━━━━━ Supplied data

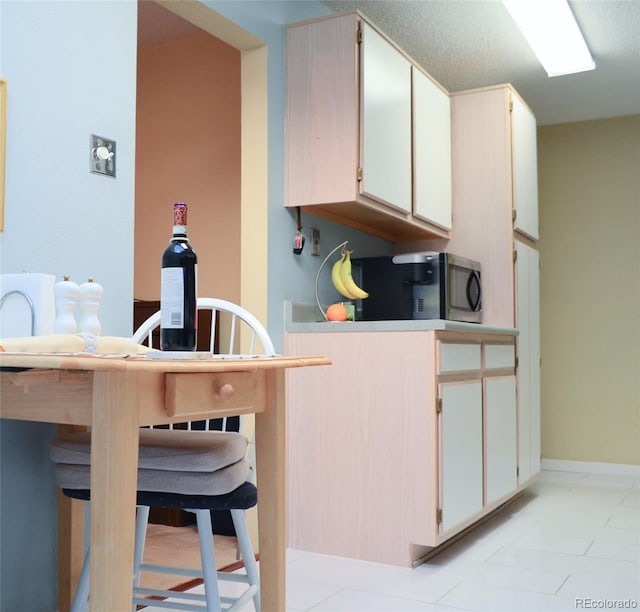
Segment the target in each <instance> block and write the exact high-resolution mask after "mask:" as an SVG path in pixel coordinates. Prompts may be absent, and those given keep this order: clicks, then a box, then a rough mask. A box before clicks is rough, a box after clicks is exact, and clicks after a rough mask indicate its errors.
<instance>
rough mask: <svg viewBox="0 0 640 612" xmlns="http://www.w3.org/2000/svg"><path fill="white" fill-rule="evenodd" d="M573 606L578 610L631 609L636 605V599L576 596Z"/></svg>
mask: <svg viewBox="0 0 640 612" xmlns="http://www.w3.org/2000/svg"><path fill="white" fill-rule="evenodd" d="M575 606H576V608H577V609H579V610H580V609H582V610H633V609H636V608H637V607H638V600H637V599H592V598H591V597H576V600H575Z"/></svg>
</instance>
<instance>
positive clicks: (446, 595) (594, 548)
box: [146, 471, 640, 612]
mask: <svg viewBox="0 0 640 612" xmlns="http://www.w3.org/2000/svg"><path fill="white" fill-rule="evenodd" d="M636 608H640V478H632V477H616V476H600V475H593V474H582V473H568V472H555V471H543V472H542V474H541V475H540V478H539V480H538V482H537V483H536V484H534V485H533V486H531V487H530V488H529V489H527V491H525V492H524V493H523V494H522V495H521V496H520V497H519V498H518V499H516V500H515V501H514V502H512V503H511V504H509V505H508V506H507V507H506V508H504V509H502V510H501V511H500V512H499V513H498V514H496V515H494V516H493V517H491V519H490V520H488V521H487V522H485V523H484V524H482V525H480V526H479V527H478V528H477V529H475V530H473V531H472V532H470V533H469V534H468V535H466V536H465V537H464V538H463V539H461V540H459V541H458V542H457V543H455V544H454V545H452V546H451V547H449V548H447V549H445V550H443V551H442V552H441V553H440V554H439V555H437V556H436V557H434V558H432V559H431V560H430V561H429V562H427V563H425V564H423V565H420V566H418V567H417V568H415V569H408V568H399V567H393V566H387V565H380V564H376V563H368V562H362V561H355V560H352V559H344V558H338V557H330V556H326V555H318V554H312V553H307V552H302V551H297V550H289V551H288V553H287V612H302V611H312V612H327V611H333V612H376V611H386V612H421V611H423V610H440V611H445V610H446V611H449V612H455V611H459V610H470V611H491V612H497V611H505V612H517V611H521V610H527V611H535V612H542V611H545V610H580V609H595V610H603V609H604V610H606V609H631V610H633V609H636ZM146 610H147V612H159V611H160V609H159V608H147V609H146ZM251 610H253V607H252V606H249V611H251ZM264 612H273V611H271V610H265V611H264Z"/></svg>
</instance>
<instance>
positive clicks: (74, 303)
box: [53, 274, 80, 334]
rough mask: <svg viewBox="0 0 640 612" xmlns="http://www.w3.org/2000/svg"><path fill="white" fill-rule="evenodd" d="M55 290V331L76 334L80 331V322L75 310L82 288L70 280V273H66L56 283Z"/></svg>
mask: <svg viewBox="0 0 640 612" xmlns="http://www.w3.org/2000/svg"><path fill="white" fill-rule="evenodd" d="M53 292H54V295H55V302H56V320H55V323H54V331H55V333H56V334H75V333H76V332H77V331H78V324H77V323H76V319H75V316H74V311H75V309H76V303H77V301H78V295H79V293H80V288H79V287H78V285H77V283H74V282H73V281H72V280H70V276H69V275H68V274H65V275H64V277H63V280H61V281H58V282H57V283H56V284H55V286H54V288H53Z"/></svg>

━━━━━━━━━━

Reproduce the items word for word, starting with the line that contains "290V331L76 334L80 331V322L75" and running through the last line of the items, with both ends included.

rough mask: <svg viewBox="0 0 640 612" xmlns="http://www.w3.org/2000/svg"><path fill="white" fill-rule="evenodd" d="M55 290V331L76 334L80 331V322L75 310L82 288L70 280V273H66L56 283Z"/></svg>
mask: <svg viewBox="0 0 640 612" xmlns="http://www.w3.org/2000/svg"><path fill="white" fill-rule="evenodd" d="M53 292H54V295H55V302H56V320H55V323H54V331H55V333H56V334H75V333H76V332H77V331H78V324H77V323H76V319H75V316H74V311H75V309H76V303H77V301H78V295H79V293H80V288H79V287H78V285H77V283H74V282H73V281H72V280H70V276H69V275H68V274H65V275H64V277H63V280H61V281H58V282H57V283H56V284H55V286H54V288H53Z"/></svg>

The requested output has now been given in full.